Exercise goal:
Arrange every line of the data below as a JSON list of strings, with one string per line and no entries for blank lines. Omit the pictures from the list.

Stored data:
================================

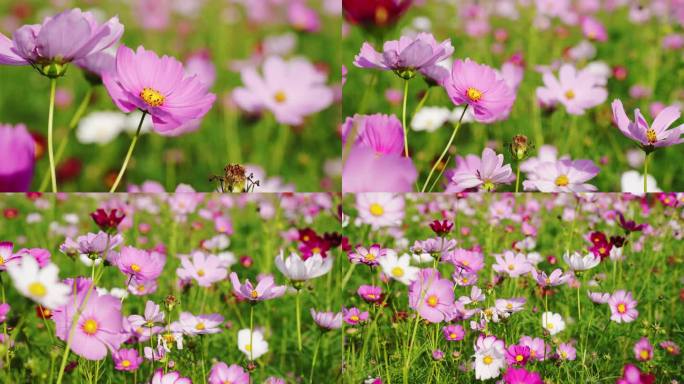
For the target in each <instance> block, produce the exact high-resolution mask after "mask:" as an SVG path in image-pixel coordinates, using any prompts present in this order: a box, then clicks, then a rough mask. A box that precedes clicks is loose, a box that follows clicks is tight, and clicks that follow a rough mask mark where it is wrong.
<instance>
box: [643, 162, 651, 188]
mask: <svg viewBox="0 0 684 384" xmlns="http://www.w3.org/2000/svg"><path fill="white" fill-rule="evenodd" d="M649 157H650V154H649V153H647V154H646V156H645V157H644V193H648V158H649Z"/></svg>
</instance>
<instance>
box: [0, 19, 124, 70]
mask: <svg viewBox="0 0 684 384" xmlns="http://www.w3.org/2000/svg"><path fill="white" fill-rule="evenodd" d="M123 31H124V27H123V25H121V23H119V18H118V17H113V18H111V19H109V20H108V21H107V22H106V23H104V24H99V23H98V22H97V20H96V18H95V16H94V15H93V14H92V13H90V12H82V11H81V10H80V9H78V8H76V9H71V10H68V11H64V12H62V13H59V14H57V15H55V16H53V17H47V18H45V20H43V24H41V25H37V24H36V25H24V26H23V27H21V28H19V29H17V30H16V31H15V32H14V34H13V35H12V40H10V39H9V38H7V37H6V36H5V35H3V34H1V33H0V64H6V65H32V66H34V67H35V68H37V69H39V70H41V72H42V73H44V74H45V75H49V76H54V77H56V76H61V75H63V74H64V71H65V70H66V68H50V64H58V65H60V66H61V65H63V64H67V63H69V62H71V61H74V60H78V59H83V58H85V57H87V56H88V55H91V54H94V53H97V52H100V51H103V50H104V49H107V48H109V47H110V46H112V45H113V44H115V43H116V42H117V41H119V39H120V38H121V35H122V34H123Z"/></svg>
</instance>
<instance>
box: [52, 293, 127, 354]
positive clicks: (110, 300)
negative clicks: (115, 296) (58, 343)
mask: <svg viewBox="0 0 684 384" xmlns="http://www.w3.org/2000/svg"><path fill="white" fill-rule="evenodd" d="M66 284H67V285H68V286H70V287H71V286H73V283H72V282H70V281H69V280H67V281H66ZM91 284H92V282H91V281H90V280H85V279H81V280H80V281H77V283H76V284H75V286H76V290H75V292H72V296H73V297H71V298H69V300H68V301H67V304H65V305H64V306H62V307H60V308H58V309H55V310H54V312H53V316H52V320H53V321H54V322H55V334H56V335H57V337H58V338H59V339H60V340H62V341H65V342H66V341H67V339H68V338H69V333H70V329H71V325H72V320H73V318H74V315H75V313H76V310H77V309H78V308H80V307H81V306H83V309H82V311H81V312H80V315H79V316H78V320H77V322H78V323H77V324H76V325H75V327H74V330H73V334H72V336H71V349H72V350H73V351H74V353H75V354H77V355H79V356H81V357H83V358H85V359H88V360H102V359H104V358H105V357H106V356H107V351H108V350H110V351H116V350H118V349H119V346H120V345H121V344H122V343H123V342H124V341H126V339H128V334H127V333H126V332H125V331H124V329H123V316H122V315H121V300H119V299H118V298H116V297H114V296H112V295H100V294H99V293H97V290H95V289H94V288H93V290H92V292H91V294H90V297H89V298H88V300H87V301H86V302H85V305H83V302H84V300H85V296H86V293H87V291H88V289H89V287H90V285H91Z"/></svg>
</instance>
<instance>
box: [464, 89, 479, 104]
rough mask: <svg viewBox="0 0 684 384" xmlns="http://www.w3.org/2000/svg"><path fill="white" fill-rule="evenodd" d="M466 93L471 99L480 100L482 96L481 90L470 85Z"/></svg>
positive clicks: (466, 94) (474, 100) (467, 95)
mask: <svg viewBox="0 0 684 384" xmlns="http://www.w3.org/2000/svg"><path fill="white" fill-rule="evenodd" d="M466 95H467V96H468V98H469V99H470V100H471V101H480V99H481V98H482V92H480V90H479V89H475V88H472V87H469V88H468V89H467V90H466Z"/></svg>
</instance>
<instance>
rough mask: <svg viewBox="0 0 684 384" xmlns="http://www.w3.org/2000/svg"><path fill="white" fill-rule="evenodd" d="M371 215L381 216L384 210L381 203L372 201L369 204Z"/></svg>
mask: <svg viewBox="0 0 684 384" xmlns="http://www.w3.org/2000/svg"><path fill="white" fill-rule="evenodd" d="M370 211H371V215H373V216H382V214H383V213H385V210H384V209H383V208H382V205H380V204H378V203H373V204H371V208H370Z"/></svg>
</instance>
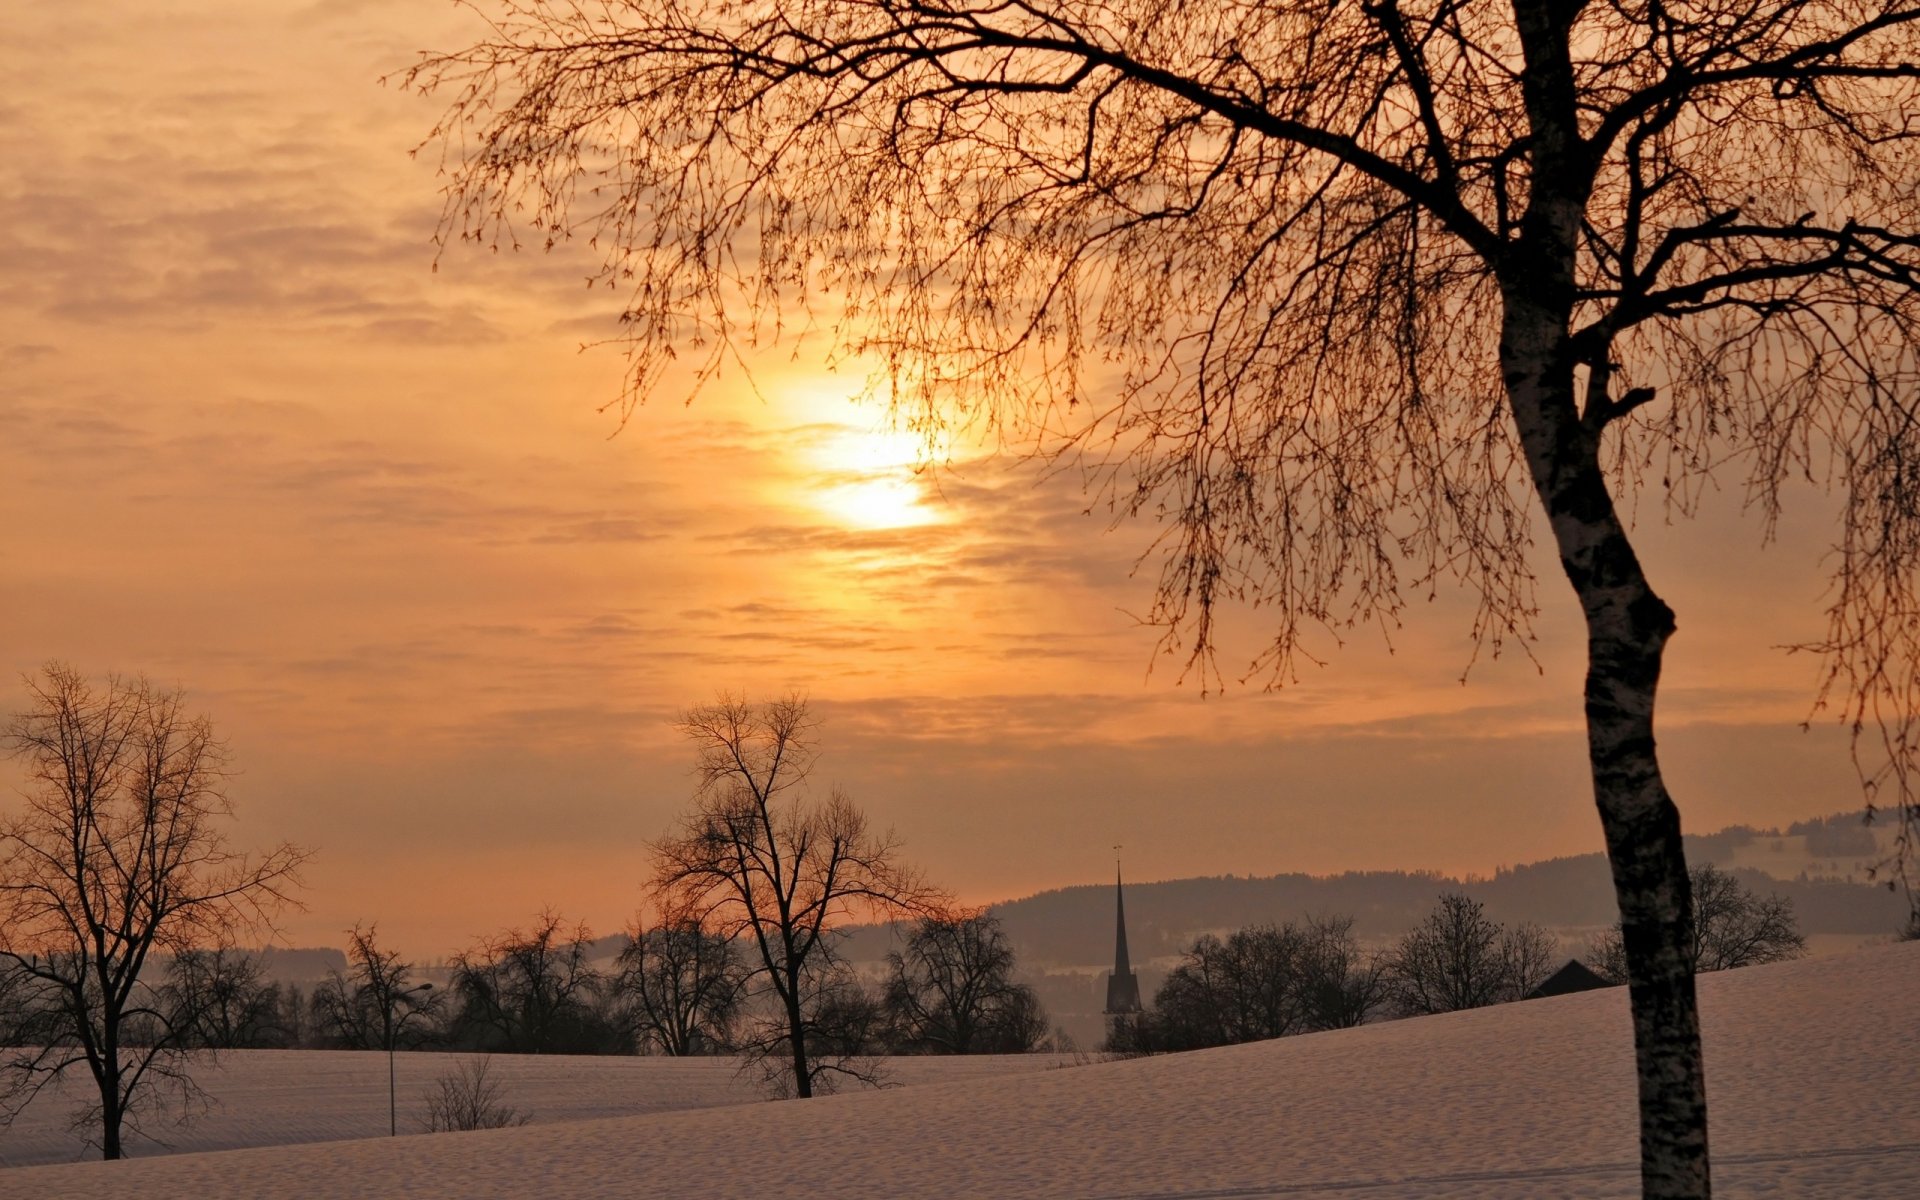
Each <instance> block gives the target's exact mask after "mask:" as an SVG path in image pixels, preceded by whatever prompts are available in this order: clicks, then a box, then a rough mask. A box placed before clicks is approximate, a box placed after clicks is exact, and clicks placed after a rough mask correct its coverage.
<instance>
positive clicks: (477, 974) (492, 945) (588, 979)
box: [453, 908, 616, 1054]
mask: <svg viewBox="0 0 1920 1200" xmlns="http://www.w3.org/2000/svg"><path fill="white" fill-rule="evenodd" d="M589 941H593V931H591V929H588V927H586V924H578V925H574V927H572V929H566V922H564V918H563V916H561V914H559V912H555V910H551V908H549V910H545V912H541V914H540V918H538V920H536V922H534V924H532V925H530V927H528V929H526V931H524V933H522V931H520V929H507V931H505V933H501V935H499V937H493V939H488V941H482V943H480V945H478V947H474V948H470V950H465V952H461V954H457V956H455V958H453V993H455V995H457V996H459V1006H461V1008H459V1016H457V1029H455V1037H459V1039H461V1041H472V1043H478V1048H484V1050H505V1052H509V1054H593V1052H609V1050H614V1048H616V1046H614V1044H612V1039H614V1035H612V1025H611V1023H609V1021H605V1020H603V1018H601V1014H599V993H601V987H603V983H605V979H603V975H601V973H599V972H597V970H593V964H591V962H589V960H588V943H589Z"/></svg>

================================

Task solution:
[
  "For the target in each <instance> block, produce the exact high-resolution mask after \"mask:\" as an SVG path in image-pixel coordinates, using any prompts present in this order: a box, then clicks, then a rough mask. A box that precedes clicks is loose, a box that follows clicks is tight, and clicks that follow a rough mask mark where it is wrong.",
  "<instance>",
  "box: [643, 162, 651, 188]",
  "mask: <svg viewBox=\"0 0 684 384\" xmlns=\"http://www.w3.org/2000/svg\"><path fill=\"white\" fill-rule=\"evenodd\" d=\"M649 157H650V154H649V153H647V154H646V156H645V157H644V193H648V158H649Z\"/></svg>",
  "</instance>",
  "<instance>",
  "box: [0, 19, 124, 70]",
  "mask: <svg viewBox=\"0 0 684 384\" xmlns=\"http://www.w3.org/2000/svg\"><path fill=\"white\" fill-rule=\"evenodd\" d=\"M123 31H124V27H123V25H121V23H119V18H118V17H113V18H111V19H109V20H108V21H107V22H106V23H104V24H99V23H98V22H97V20H96V18H95V16H94V15H93V14H92V13H90V12H82V11H81V10H80V9H78V8H76V9H71V10H68V11H64V12H62V13H59V14H57V15H55V16H53V17H47V18H45V20H43V24H41V25H37V24H36V25H24V26H23V27H21V28H19V29H17V30H16V31H15V32H14V34H13V35H12V40H10V39H9V38H7V37H6V36H5V35H3V34H1V33H0V64H6V65H32V66H34V67H35V68H37V69H39V70H41V72H42V73H44V74H45V75H49V76H54V77H56V76H61V75H63V74H64V71H65V70H66V68H50V64H58V65H60V66H61V65H63V64H67V63H69V62H71V61H74V60H78V59H83V58H85V57H87V56H88V55H91V54H94V53H97V52H100V51H103V50H104V49H107V48H109V47H110V46H112V45H113V44H115V43H116V42H117V41H119V39H120V38H121V35H122V34H123Z\"/></svg>",
  "</instance>",
  "<instance>",
  "box: [52, 293, 127, 354]",
  "positive clicks: (110, 300)",
  "negative clicks: (115, 296) (58, 343)",
  "mask: <svg viewBox=\"0 0 684 384\" xmlns=\"http://www.w3.org/2000/svg\"><path fill=\"white\" fill-rule=\"evenodd\" d=\"M66 284H67V285H68V286H70V287H71V286H73V283H72V282H70V281H69V280H67V281H66ZM91 284H92V282H91V281H90V280H85V279H81V280H80V281H77V283H76V284H75V286H76V290H75V292H72V296H73V297H71V298H69V300H68V301H67V304H65V305H64V306H62V307H60V308H58V309H55V310H54V312H53V316H52V320H53V321H54V322H55V334H56V335H57V337H58V338H59V339H60V340H62V341H65V342H66V341H67V339H68V338H69V333H70V329H71V325H72V320H73V318H74V315H75V313H76V310H77V309H78V308H80V307H81V306H83V309H82V311H81V312H80V315H79V316H78V320H77V322H78V323H77V324H76V325H75V327H74V330H73V334H72V336H71V349H72V350H73V351H74V353H75V354H77V355H79V356H81V357H83V358H85V359H88V360H102V359H104V358H105V357H106V356H107V351H108V350H110V351H116V350H118V349H119V346H120V345H121V344H122V343H123V342H124V341H126V339H128V334H127V333H126V332H125V331H124V329H123V316H122V315H121V300H119V299H118V298H116V297H114V296H112V295H100V294H99V293H97V290H95V289H94V288H93V290H92V292H91V294H90V297H89V298H88V300H87V301H86V302H85V305H83V302H84V300H85V296H86V293H87V291H88V289H89V287H90V285H91Z\"/></svg>",
  "</instance>",
  "<instance>",
  "box: [464, 89, 479, 104]",
  "rough mask: <svg viewBox=\"0 0 684 384\" xmlns=\"http://www.w3.org/2000/svg\"><path fill=\"white\" fill-rule=\"evenodd\" d=\"M466 93L471 99L480 100L482 96L481 90L470 85Z\"/></svg>",
  "positive clicks: (466, 94) (474, 100) (467, 95)",
  "mask: <svg viewBox=\"0 0 684 384\" xmlns=\"http://www.w3.org/2000/svg\"><path fill=\"white\" fill-rule=\"evenodd\" d=\"M466 95H467V96H468V98H469V99H470V100H471V101H480V99H481V98H482V92H480V90H479V89H475V88H472V87H469V88H468V89H467V90H466Z\"/></svg>",
  "</instance>",
  "<instance>",
  "rough mask: <svg viewBox=\"0 0 684 384\" xmlns=\"http://www.w3.org/2000/svg\"><path fill=\"white\" fill-rule=\"evenodd\" d=\"M371 215L381 216L384 210L381 203L372 201L369 204Z\"/></svg>",
  "mask: <svg viewBox=\"0 0 684 384\" xmlns=\"http://www.w3.org/2000/svg\"><path fill=\"white\" fill-rule=\"evenodd\" d=\"M370 211H371V215H373V216H382V214H383V213H385V210H384V209H383V208H382V205H380V204H378V203H373V204H371V208H370Z\"/></svg>",
  "</instance>",
  "Each <instance> block gives the target's exact mask after \"mask:\" as an SVG path in image pixels, preceded by whatever prompts are available in this order: clicks, then a box, then a rough mask. A box placed before clicks is approximate, a box placed after clicks is exact, and clicks placed after a rough mask correct its coverage.",
  "<instance>",
  "positive clicks: (477, 974) (492, 945) (588, 979)",
  "box: [453, 908, 616, 1054]",
  "mask: <svg viewBox=\"0 0 1920 1200\" xmlns=\"http://www.w3.org/2000/svg\"><path fill=\"white\" fill-rule=\"evenodd\" d=\"M589 941H593V931H591V929H588V927H586V924H578V925H574V927H572V929H566V922H564V918H563V916H561V914H559V912H555V910H551V908H549V910H545V912H541V914H540V918H538V920H536V922H534V924H532V925H530V927H528V929H526V931H524V933H522V931H520V929H507V931H505V933H501V935H499V937H493V939H488V941H482V943H480V945H478V947H474V948H470V950H465V952H461V954H457V956H455V958H453V993H455V995H457V996H459V1006H461V1008H459V1016H457V1029H455V1037H459V1039H461V1041H472V1043H478V1048H484V1050H505V1052H509V1054H593V1052H609V1050H614V1048H616V1046H614V1044H612V1039H614V1035H612V1025H611V1023H609V1021H605V1020H603V1018H601V1014H599V993H601V987H603V983H605V979H603V975H601V973H599V972H597V970H593V964H591V962H589V960H588V943H589Z\"/></svg>"
]